SUBLIMATION, psychanalyse
Les sources infantiles et l'excès de plaisir
L'exigence de sublimation des pulsions sexuelles paraît ainsi liée au caractère exceptionnel des circonstances qui en rendent possible l'éveil. Dès 1892, Freud introduit la notion de « contre-vouloir », qui, à l'intérieur même de la sexualité, contredit le sujet, et ronge en profondeur l'élan érotique. Quelles sont alors les forces susceptibles d'entamer ce que Hegel appelle le « travail du négatif » et qui est l'âme du procès de sublimation ?
« À mon avis, écrit Freud le 1er janvier 1896, il doit se trouver dans la sexualité une source indépendante de déplaisir ; si cette source existe, elle peut stimuler les sensations de dégoût et conférer sa force à la moralité. » Freud n'a cessé de souligner l'importance de la « préformation organique », sur laquelle s'étaie l'éducation, lors de la « construction » de digues psychiques, capables de réfréner les pulsions sexuelles. L'action différée de représentations mnémoniques et l'incompatibilité des différentes pulsions sexuelles sont ainsi les symptômes de l'impuissance du désir à s'« interpréter », c'est-à-dire à sortir de la prison spatiale d'un souvenir déterminé ou d'une zone érogène particulière, pour « se dire » et s'assumer tout au long d'une existence. C'est ainsi que Freud décrit l'opposition entre la réalité d'« un » désir et son accomplissement comme le germe même de toute notre vie psychique, doublet, paire contrastée, sceau d'un conflit originaire, dont la marque ambiguë ne cesse de réapposer ses vides et ses pleins sur le fil de notre destinée.
━━━━━━━━━━━━━━━━
◆ **Objectif 1**
Transcrivez en tableau Markdown les lignes de la collection, de la ligne qui contient « Question. Indicate a point on each instance of the thin » jusqu'à la dernière ligne de la collection incluse, en omettant les lignes vides. Nommez les colonnes « Numéro » et « Ligne ».

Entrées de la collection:
━━━━━━━━━━━━━━━━
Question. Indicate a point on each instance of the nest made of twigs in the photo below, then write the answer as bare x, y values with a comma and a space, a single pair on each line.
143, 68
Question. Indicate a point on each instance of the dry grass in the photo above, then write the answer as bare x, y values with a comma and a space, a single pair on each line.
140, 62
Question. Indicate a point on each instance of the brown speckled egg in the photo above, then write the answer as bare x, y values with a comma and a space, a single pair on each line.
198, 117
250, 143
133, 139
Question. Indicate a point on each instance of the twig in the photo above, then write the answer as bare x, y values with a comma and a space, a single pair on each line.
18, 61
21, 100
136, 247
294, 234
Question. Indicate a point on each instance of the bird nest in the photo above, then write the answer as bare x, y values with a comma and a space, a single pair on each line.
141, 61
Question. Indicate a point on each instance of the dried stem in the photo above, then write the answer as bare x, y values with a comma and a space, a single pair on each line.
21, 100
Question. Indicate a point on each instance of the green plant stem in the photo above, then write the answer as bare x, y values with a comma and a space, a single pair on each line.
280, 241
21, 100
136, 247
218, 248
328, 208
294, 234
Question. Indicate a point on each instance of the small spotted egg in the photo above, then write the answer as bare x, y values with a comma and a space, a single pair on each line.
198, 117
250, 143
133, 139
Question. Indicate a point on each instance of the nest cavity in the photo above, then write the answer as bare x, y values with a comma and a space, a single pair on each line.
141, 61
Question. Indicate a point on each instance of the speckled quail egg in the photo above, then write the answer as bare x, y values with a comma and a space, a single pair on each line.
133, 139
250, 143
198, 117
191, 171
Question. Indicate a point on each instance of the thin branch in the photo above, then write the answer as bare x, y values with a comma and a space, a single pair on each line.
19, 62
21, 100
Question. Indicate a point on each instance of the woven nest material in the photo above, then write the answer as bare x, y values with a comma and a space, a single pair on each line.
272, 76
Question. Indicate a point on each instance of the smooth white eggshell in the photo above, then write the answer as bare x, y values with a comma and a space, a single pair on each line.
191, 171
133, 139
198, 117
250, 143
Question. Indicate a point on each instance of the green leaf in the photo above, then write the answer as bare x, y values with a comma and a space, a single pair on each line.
━━━━━━━━━━━━━━━━
◆ **Objectif 2**
D'après le texte, en quelle année Freud introduit-il la notion de « contre-vouloir » ?

◆ **Réponse 1**
| Numéro | Ligne |
|---|---|
| 1 | Question. Indicate a point on each instance of the thin branch in the photo above, then write the answer as bare x, y values with a comma and a space, a single pair on each line. |
| 2 | 19, 62 |
| 3 | 21, 100 |
| 4 | Question. Indicate a point on each instance of the woven nest material in the photo above, then write the answer as bare x, y values with a comma and a space, a single pair on each line. |
| 5 | 272, 76 |
| 6 | Question. Indicate a point on each instance of the smooth white eggshell in the photo above, then write the answer as bare x, y values with a comma and a space, a single pair on each line. |
| 7 | 191, 171 |
| 8 | 133, 139 |
| 9 | 198, 117 |
| 10 | 250, 143 |
| 11 | Question. Indicate a point on each instance of the green leaf in the photo above, then write the answer as bare x, y values with a comma and a space, a single pair on each line. |

◆ **Réponse 2**
En 1892.